Extract to read:
Content starts

Wednesday, November 10, 2010

Can somebody shut her up?

A couple of weeks ago I referred to the moment when I found my voice as a parent and advocate for Maggie.  A couple of people asked when that was. I could have sworn I already told this story, but I looked through my archives and did not see it. My “filing” system is terrible, though, and I may have missed it. If this is a repeat, I apologize.

Maggie spent the first three months of her life in the hospital and then was in and out most of the next two years.  I was at her side every possible moment and did not realize how much I was absorbing and learning about medicine and Maggie.  Sometime during that first summer, when Maggie was about 5 months old, we took all three kids to Lake Tahoe. My parents had a place up there and it was a relatively easy vacation.

Maggie has always had a feeding tube. Today it is a “button” to which I attach the tube when she needs to eat.  Then, however, it was just a long tube. Of all the things going on with her, this was the least dramatic. Her respiratory and other issues were more pressing.  Accordingly, I received very little instruction regarding this tube, had no idea that it could fall out and did not have any replacement. Of course, it fell out while we were in Tahoe.  I did know that you had to get something in there immediately or the hole would start to close and she would have to undergo another surgery to reopen it.

Content ends

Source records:
Content starts

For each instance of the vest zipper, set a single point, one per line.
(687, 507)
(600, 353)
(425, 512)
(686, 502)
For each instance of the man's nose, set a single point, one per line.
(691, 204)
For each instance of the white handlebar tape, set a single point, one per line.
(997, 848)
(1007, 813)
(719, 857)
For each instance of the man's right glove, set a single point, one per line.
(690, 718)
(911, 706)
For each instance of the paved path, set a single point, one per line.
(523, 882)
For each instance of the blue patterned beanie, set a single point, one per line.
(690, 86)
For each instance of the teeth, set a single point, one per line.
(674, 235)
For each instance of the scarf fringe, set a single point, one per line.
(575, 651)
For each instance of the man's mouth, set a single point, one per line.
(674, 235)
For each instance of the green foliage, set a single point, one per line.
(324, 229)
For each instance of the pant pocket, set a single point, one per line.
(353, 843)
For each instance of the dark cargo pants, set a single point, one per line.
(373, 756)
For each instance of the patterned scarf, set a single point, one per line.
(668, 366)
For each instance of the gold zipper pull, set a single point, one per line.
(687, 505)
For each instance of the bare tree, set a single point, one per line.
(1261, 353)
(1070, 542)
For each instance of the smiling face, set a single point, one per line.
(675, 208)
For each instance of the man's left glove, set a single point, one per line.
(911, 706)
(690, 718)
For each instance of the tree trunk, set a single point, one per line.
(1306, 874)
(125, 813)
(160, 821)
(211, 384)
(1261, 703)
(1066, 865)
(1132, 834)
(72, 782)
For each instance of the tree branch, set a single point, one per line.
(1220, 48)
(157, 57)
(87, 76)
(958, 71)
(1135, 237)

Content ends

Task instructions:
[A] In the blog post about Maggie, where did the family take all three kids when Maggie was about 5 months old?
[B] Please carry on the blog post about Maggie's feeding tube from where it stops, in the same first-person voice.
The lines above aren't needed for this work.

Answers given:
[A] Lake Tahoe.

[B]
 My parents were out to dinner so we just packed the three kids into the car and drove 7 miles to the urgent care center in Tahoe City, a town of about 2,000 people. Believe it or not, Tahoe City is not known for innovative medical care. The doctor took one look and said we had to go to the ER in Truckee, a town of perhaps 10,000, another 14 miles away. Off we went.

Needless to say, the Truckee hospital did not get too many feeding tube issues either. They wanted to send us to Reno about 45 minutes to the east or to Sacramento about 100 miles west. That was ridiculous. I did not know much about the tube, but I just knew in my heart that it did not warrant any more car trips or any more delay. I said, “No. This is easy and we can do it here.” The doctor looked at me as if I was crazy. I said just stick a tube in there, anything; we have to keep the hole opened. He was clearly not comfortable with that at all.

I gave him Dr. DeLorimier’s phone number. Dr. DeLorimier was a world-class surgeon who had already operated on Maggie 5 or 6 times in the few months she had been on earth. The kind Truckee doctor said, “Wow, he’s famous.” I said, “Yes, he is. Please call him.”  By the grace of God, Dr. DeLorimier was on call that night and talked to the Truckee doc. When the doctor came back into the room, he looked perplexed.

“What did he say?” I asked politely.

The doctor looked me in the eye and said, “He said to do whatever you say.”

I (smiled to myself and) said, “Good, let’s get to work.”     

That was the moment. I just KNEW this was not that big of a deal and having this famous surgeon back me up to another doctor was the icing on the cake.  I trusted my instincts and they paid off, and I have trusted them ever since. I found my voice and have not shut up since. .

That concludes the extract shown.